[MATERIAL SUPPLIED Boundary: Start]
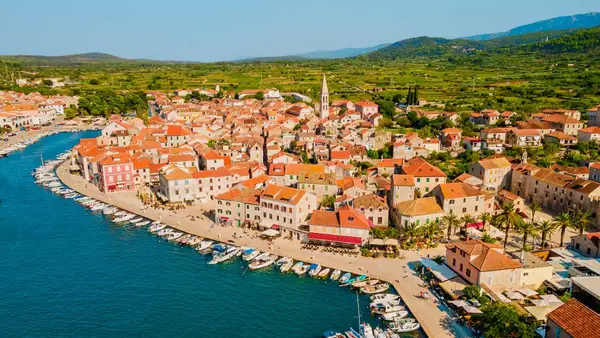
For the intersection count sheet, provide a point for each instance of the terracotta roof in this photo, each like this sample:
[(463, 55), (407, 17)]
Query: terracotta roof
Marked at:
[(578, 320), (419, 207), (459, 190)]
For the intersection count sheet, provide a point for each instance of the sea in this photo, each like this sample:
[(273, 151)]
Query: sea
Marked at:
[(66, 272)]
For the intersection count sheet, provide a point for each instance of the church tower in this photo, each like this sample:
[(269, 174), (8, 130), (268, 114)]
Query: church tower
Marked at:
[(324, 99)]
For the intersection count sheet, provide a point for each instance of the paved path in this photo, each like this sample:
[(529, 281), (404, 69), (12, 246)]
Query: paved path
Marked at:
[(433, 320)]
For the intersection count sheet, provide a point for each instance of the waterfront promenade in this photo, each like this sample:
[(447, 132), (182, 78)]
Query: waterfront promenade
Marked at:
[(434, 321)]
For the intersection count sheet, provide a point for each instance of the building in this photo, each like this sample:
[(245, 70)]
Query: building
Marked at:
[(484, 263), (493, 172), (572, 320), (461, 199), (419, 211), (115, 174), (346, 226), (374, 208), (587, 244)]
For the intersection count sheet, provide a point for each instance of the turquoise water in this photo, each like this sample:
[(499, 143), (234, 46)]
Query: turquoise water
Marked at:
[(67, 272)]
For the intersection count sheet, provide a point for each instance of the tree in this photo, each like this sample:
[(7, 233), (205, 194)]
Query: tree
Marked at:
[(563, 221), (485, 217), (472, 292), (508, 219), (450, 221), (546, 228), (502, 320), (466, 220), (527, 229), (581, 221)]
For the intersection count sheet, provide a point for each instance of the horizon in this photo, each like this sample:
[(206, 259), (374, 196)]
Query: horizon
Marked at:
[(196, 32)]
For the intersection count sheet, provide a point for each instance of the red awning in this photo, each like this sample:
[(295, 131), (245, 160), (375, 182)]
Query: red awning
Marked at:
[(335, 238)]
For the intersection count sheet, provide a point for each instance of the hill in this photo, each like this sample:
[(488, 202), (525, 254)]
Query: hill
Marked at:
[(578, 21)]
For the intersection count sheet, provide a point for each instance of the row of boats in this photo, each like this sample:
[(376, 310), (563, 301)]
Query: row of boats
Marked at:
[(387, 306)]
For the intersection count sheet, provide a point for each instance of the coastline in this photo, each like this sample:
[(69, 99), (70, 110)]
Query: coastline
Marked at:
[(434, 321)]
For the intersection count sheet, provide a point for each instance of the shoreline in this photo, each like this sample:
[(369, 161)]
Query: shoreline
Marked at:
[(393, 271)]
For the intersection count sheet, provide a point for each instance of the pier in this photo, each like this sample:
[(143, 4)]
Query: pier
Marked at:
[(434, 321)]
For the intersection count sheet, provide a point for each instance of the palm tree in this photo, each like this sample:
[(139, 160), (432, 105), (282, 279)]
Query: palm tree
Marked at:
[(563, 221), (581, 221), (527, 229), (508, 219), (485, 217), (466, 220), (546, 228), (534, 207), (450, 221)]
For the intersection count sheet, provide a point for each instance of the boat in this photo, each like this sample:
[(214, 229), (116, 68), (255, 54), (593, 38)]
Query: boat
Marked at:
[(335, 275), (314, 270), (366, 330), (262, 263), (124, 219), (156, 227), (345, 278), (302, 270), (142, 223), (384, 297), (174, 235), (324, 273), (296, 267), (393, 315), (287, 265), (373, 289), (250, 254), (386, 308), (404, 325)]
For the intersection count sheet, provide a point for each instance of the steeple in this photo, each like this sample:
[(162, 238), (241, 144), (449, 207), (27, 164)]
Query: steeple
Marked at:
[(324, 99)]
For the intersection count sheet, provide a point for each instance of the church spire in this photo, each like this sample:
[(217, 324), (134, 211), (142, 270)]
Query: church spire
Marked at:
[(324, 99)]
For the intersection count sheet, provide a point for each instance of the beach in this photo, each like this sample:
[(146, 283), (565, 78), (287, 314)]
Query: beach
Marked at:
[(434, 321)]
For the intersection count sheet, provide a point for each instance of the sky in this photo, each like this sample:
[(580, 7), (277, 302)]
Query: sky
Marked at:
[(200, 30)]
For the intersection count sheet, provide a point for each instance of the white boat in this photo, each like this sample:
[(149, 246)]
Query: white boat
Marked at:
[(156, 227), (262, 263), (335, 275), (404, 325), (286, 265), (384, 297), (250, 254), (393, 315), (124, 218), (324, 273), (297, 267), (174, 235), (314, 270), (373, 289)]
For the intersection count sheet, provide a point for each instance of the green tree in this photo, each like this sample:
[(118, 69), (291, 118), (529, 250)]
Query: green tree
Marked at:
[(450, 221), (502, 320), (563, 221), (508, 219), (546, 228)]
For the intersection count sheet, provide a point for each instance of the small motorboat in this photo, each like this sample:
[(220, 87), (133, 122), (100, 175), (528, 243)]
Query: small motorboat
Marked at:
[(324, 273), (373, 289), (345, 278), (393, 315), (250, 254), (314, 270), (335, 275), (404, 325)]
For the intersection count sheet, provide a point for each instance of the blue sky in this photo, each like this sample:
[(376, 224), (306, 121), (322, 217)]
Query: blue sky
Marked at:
[MATERIAL SUPPLIED Boundary: End]
YOUR TASK: Only lines with the word "paved" are needed. Copy them from the preceding records.

OUTPUT FOR THIS EXERCISE:
For the intersection count sheet, provide a point for each instance of the paved path in this photo, each like this sample:
Query: paved path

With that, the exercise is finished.